TASK INSTRUCTIONS:
- A) List every database that the methods section names as having been searched for the systematic review.
- B) Extend the methods section on the literature search, beginning right after its final sentence.

═════ EXTRACTED TEXT ═════

2. Materials and methods
2.1 Literature search
A SR was performed using Ovid MEDLINE (1946–2024, February Week 4), EMBASE (1974–2024, February Week 4), and Scopus (2004–2024, February Week 4) databases. We supplemented this search by performing (i) a check on the reference list of the included studies; (ii) a search on Google and Google Scholar (July 2020–February 2024).
Initial searches were carried out in May 2019, updated in July 2020 and in February 2024 to identify the most up-to-date published research. Studies published as of February 2024 were included in the analysis.
A search strategy was developed using both subject headings and free-text terms to capture three main concepts: (i) RWE/RWD; (ii) MD or biomedical technology; (iii) post-market assessment strategy, with a special attention to HTA and health economics analyses. Full details of the search strategy, which was developed in consultation with an expert medical librarian at Oxford University, are provided in the Supplementary file.

═════ PROVIDED MATERIAL ═════

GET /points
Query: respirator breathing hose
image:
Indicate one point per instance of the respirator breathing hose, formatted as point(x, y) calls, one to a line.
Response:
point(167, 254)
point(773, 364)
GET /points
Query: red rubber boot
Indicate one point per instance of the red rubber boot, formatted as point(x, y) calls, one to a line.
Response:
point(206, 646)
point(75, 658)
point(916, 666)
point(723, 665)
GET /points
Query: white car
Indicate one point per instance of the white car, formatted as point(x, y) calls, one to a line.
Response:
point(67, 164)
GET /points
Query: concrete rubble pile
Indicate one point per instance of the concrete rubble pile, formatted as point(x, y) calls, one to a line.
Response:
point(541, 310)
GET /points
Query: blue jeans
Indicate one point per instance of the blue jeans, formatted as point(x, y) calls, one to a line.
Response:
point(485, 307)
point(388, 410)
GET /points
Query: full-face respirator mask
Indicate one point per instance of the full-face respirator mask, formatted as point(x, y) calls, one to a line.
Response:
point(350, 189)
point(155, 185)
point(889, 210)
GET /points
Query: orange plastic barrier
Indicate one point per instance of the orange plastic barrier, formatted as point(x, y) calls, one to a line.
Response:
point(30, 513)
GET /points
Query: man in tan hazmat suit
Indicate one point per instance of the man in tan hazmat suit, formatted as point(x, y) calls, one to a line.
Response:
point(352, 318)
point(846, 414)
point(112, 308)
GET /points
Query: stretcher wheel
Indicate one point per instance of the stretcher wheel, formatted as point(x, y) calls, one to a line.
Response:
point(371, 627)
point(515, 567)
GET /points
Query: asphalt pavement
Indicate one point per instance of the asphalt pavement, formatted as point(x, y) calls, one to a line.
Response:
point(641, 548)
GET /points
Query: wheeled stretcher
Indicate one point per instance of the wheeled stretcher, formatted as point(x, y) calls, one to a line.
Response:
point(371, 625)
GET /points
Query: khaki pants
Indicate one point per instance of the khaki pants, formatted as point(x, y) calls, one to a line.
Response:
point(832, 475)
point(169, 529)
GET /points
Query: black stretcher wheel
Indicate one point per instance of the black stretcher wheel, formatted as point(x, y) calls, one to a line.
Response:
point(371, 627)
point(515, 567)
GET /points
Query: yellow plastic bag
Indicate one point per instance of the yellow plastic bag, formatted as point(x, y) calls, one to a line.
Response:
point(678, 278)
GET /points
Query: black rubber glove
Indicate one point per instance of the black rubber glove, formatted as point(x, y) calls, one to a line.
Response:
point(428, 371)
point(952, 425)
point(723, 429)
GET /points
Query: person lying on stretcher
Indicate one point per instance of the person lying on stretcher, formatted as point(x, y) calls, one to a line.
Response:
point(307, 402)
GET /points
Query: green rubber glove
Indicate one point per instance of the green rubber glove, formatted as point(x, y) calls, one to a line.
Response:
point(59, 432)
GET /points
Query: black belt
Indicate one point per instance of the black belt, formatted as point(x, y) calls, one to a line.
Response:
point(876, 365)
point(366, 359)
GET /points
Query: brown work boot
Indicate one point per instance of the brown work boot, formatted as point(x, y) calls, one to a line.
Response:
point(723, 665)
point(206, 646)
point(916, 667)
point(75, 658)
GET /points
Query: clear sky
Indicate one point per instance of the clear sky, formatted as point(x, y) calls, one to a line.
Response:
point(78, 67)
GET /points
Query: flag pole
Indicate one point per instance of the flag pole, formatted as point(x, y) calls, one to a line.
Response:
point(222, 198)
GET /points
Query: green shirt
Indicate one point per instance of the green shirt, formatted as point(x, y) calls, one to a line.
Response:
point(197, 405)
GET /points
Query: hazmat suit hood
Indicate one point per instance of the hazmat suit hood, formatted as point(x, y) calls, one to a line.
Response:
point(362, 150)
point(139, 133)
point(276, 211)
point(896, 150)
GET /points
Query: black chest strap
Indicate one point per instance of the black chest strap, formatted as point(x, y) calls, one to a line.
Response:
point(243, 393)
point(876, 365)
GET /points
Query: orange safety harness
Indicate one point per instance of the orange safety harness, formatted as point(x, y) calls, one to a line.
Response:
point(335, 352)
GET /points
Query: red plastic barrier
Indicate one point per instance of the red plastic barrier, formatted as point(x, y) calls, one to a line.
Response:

═════

ANSWERS TO THE TASKS:
- A) Ovid MEDLINE, EMBASE, and Scopus

- B)
2.2 Inclusion and exclusion criteria
For inclusion, studies were required to be full-text publications of peer-reviewed original research published in English and incorporating RWE/RWD into any sort of post-market assessment strategy for an MD working in real-life conditions. Non-English language articles were not included in the analysis due to financial considerations and time constraints related to document translation. Given the exploratory aim of this research, the authors did not apply restrictions in terms of MD types, clinical specialties, comparators, outcomes, or assessment dimensions. Moreover, studies were retained for further analyses irrespective of whether they assessed post-market performance using one-dimensional or multidimensional evaluation strategies, as well as whether they incorporated RWE/RWD alone or in combination with other data sources. As intended in this SR, one-dimensional evaluation studies were defined as studies focusing on a single assessment dimension (e.g., clinical) among those traditionally included into an HTA strategy. Additionally, RWE/RWD were defined as data collected outside the traditional RCT setting (Garrison et al., Reference Garrison, Neumann, Erickson, Marshall and Mullins2007; Goettsch and Makady, Reference Goettsch and Makady2016; Makady et al., Reference Makady, van Veelen, Jonsson, Moseley, D'Anton, de Boer, Hillege, Klungel and Goettsch2018). We subsequently excluded studies designed as RCTs and/or controlled clinical trials, which were categorized as ‘non-RWE’ studies. A pilot screening of the first 604 articles was independently undertaken by two pairs of authors (EG and FV) and (MV and SM) to develop a common assessment strategy. A first-round screening of titles and abstracts was followed by a second-round screening of full-text articles. The two rounds of screening were independently conducted by two reviewers (SM and EG), and possible discrepancies over the eligibility were resolved by consensus or through discussions with the senior reviewer (MV) until consensus was reached.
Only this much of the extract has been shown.